Tekstfragment.
De opzet van de band, zoals ik die voor ogen had, omschreef ik toen als “anti-Kayak”. Niet tegen Kayak als groep, maar wel tegen de blufferige manier waarop we vanaf de eerste dag waren neergezet. Ik had niets op met de grootspraak van ons management, de bla-bla-verhalen over onze geweldige toekomstige Amerikaanse en Engelse successen en de patserige manier van presenteren, waardoor we voornamelijk bezig waren geweest onze eigen -niet bestaande- internationale roem achterna te lopen.
Met een eventuele nieuwe band wilde ik gewoon lekker gaan spelen, zonder druk, vooral geen verwachtingen wekken, geen enorme investeringen, geen overbodige poespas, maar kleinschalig rocken, desnoods voor consumpties.

Opdracht. Hervat het fragment over de opzet van een nieuwe band en schrijf verder na de laatste zin.

Gegevens.
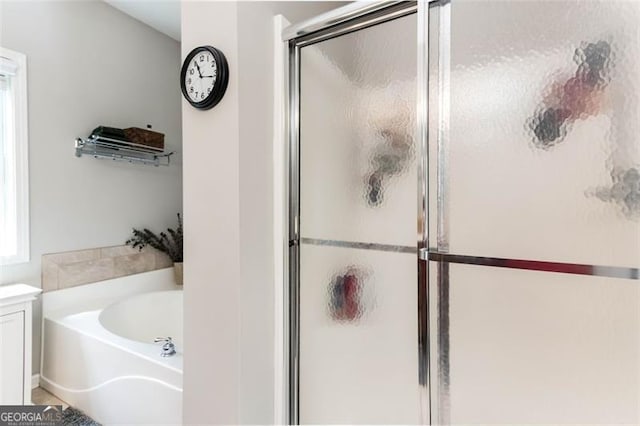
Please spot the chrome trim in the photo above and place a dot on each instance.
(392, 12)
(294, 233)
(335, 17)
(535, 265)
(422, 137)
(358, 245)
(442, 414)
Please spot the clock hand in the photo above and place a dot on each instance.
(198, 66)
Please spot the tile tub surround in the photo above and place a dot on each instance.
(72, 268)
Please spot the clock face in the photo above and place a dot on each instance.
(204, 77)
(201, 76)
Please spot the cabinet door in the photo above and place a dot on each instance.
(12, 359)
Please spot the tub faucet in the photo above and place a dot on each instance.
(168, 348)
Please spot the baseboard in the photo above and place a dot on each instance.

Uitwerking opdracht.
Opnemen met zijn tweeën gaat prima, maar “live” spelen is iets anders: er moesten nog minimaal twee mensen gevonden worden.
Na diverse audities viel uiteindelijk de keus op Rob’s vroegere bandleden Mark Boon (gitaar en zang) en Frank Papendrecht (bas en zang), waardoor deze nieuwe band in feite “The Hammer” was, alleen met een andere drummer.
Na een paar veelbelovende repetities stelde ik een naam voor: DIESEL.
Hoe het verder ging……
“Polydor heeft Abba, Grease en Saturday Night Fever, dus Polydor heeft geld”, was mijn redenering toen ik eind 1978 besloot een platenmaatschappij te gaan benaderen om toch weer als producer, maar nu als freelancer, aan de slag te komen. Mijn eerste afspraak daartoe, met Polydor’s toenmalige A&R manager Harry Knipschild, liep op niets uit. Toen ik bij het weggaan langs mijn neus weg zei dat ik weer een eigen band had, spitste hij plotseling de oren en haastte zich me uit te nodigen voor een tweede gesprek, nog geen week later.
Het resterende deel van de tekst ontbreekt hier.